Source document »
....
Taylor Blau March 10, 2021, 9:58 p.m. UTC | #2

On Mon, Mar 01, 2021 at 01:20:26PM +0100, Patrick Steinhardt wrote:
> - A new object type filter `--filter=object:type=<type>` for
>   git-rev-list(1), which is implemented both for normal graph walks and
>   for the packfile bitmap index.

I understand what you're looking for here, but I worry that '--filter'
might be too leaky of an abstraction.

I was a little surprised to learn that you can clone a repository with
--filter=object:type=tree (excluding commits), but it does work. I'm
fine reusing a lot of the object filtering code if it makes this an
easier task, but I think it may be worthwhile to hide this new kind of
filter from upload-pack.

> - Given that above usecase requires two filters (the object type
>   and blob size filters), bitmap filters were extended to support
>   combined filters.

Nice. We didn't do this since the only previously supported filters were
blob:none and tree:0 (the latter implying the former), so there was no
need.

Thanks,
Taylor

Jeff King March 10, 2021, 10:19 p.m. UTC | #3

On Wed, Mar 10, 2021 at 04:58:16PM -0500, Taylor Blau wrote:

> On Mon, Mar 01, 2021 at 01:20:26PM +0100, Patrick Steinhardt wrote:
> > - A new object type filter `--filter=object:type=<type>` for
> >   git-rev-list(1), which is implemented both for normal graph walks and
> >   for the packfile bitmap index.
> 
> I understand what you're looking for here, but I worry that '--filter'
> might be too leaky of an abstraction.
> 
> I was a little surprised to learn that you can clone a repository with
> --filter=object:type=tree (excluding commits), but it does work. I'm
> fine reusing a lot of the object filtering code if it makes this an
> easier task, but I think it may be worthwhile to hide this new kind of
> filter from upload-pack.

I had a similar thought, but wouldn't the existing uploadpackfilter
config take care of this?

I guess the catch-all "allow" option defaults to "true", so we'd support
any new filters that are added. Which seems like a poor choice in
general, but flipping it would mean that servers have to update their
config.

I do wonder if it's that bad for clients to be able to specify something
like this, though. Even though there's not that much use for it with a
regular partial clone, it could conceivably used for some special cases.
I do think it would be more useful if you could OR together multiple
types. Asking for "commits|tags|trees" is really the same as the already
useful "blob:none". And "commits|tags" is the same as tree:depth=0.

-Peff

Patrick Steinhardt March 11, 2021, 2:38 p.m. UTC | #4

On Wed, Mar 10, 2021 at 04:39:22PM -0500, Jeff King wrote:
> On Mon, Mar 01, 2021 at 01:20:26PM +0100, Patrick Steinhardt wrote:
> 
> > Altogether, this ends up with the following queries, both of which have
> > been executed in a well-packed linux.git repository:
> > 
> >     # Previous query which uses object names as a heuristic to filter
> >     # non-blob objects, which bars us from using bitmap indices because
> >     # they cannot print paths.
....
Excerpted data »

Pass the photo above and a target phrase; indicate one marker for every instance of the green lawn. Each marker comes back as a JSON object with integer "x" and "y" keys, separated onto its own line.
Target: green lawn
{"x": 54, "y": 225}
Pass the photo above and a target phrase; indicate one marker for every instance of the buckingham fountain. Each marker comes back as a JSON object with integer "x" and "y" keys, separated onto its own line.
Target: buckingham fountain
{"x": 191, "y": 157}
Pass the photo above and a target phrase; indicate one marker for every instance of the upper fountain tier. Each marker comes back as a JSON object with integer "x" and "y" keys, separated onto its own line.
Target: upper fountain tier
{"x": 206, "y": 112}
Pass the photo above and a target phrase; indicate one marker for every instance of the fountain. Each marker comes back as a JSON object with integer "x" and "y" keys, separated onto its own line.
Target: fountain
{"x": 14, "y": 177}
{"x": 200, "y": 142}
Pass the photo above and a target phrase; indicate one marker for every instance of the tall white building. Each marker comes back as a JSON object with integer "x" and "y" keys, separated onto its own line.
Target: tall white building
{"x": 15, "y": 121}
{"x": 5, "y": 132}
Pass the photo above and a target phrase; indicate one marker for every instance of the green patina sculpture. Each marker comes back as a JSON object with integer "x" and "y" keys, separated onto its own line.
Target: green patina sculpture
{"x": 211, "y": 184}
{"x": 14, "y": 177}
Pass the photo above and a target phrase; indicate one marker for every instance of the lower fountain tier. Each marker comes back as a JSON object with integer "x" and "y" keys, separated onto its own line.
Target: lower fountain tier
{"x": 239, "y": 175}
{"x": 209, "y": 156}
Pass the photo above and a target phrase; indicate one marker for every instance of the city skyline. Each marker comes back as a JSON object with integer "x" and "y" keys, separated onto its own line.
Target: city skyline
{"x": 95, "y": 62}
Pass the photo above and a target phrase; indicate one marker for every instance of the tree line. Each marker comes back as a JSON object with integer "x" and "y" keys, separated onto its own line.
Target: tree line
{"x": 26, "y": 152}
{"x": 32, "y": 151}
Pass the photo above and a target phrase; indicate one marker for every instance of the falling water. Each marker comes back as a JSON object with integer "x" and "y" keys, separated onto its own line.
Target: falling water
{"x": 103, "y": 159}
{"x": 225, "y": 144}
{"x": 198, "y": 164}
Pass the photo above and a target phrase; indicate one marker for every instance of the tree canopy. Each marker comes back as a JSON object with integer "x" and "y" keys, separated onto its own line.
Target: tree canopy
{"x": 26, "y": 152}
....
Instructions »
1 - Transcribe the stretch of the thread above from "I had a similar" through "same as tree:depth=0.".
2 - For each post in the thread, give the author and the UTC date and time shown in its header line.

Task-by-task results »
1 -
I had a similar thought, but wouldn't the existing uploadpackfilter
config take care of this?

I guess the catch-all "allow" option defaults to "true", so we'd support
any new filters that are added. Which seems like a poor choice in
general, but flipping it would mean that servers have to update their
config.

I do wonder if it's that bad for clients to be able to specify something
like this, though. Even though there's not that much use for it with a
regular partial clone, it could conceivably used for some special cases.
I do think it would be more useful if you could OR together multiple
types. Asking for "commits|tags|trees" is really the same as the already
useful "blob:none". And "commits|tags" is the same as tree:depth=0.

2 -
Taylor Blau: March 10, 2021, 9:58 p.m. UTC
Jeff King: March 10, 2021, 10:19 p.m. UTC
Patrick Steinhardt: March 11, 2021, 2:38 p.m. UTC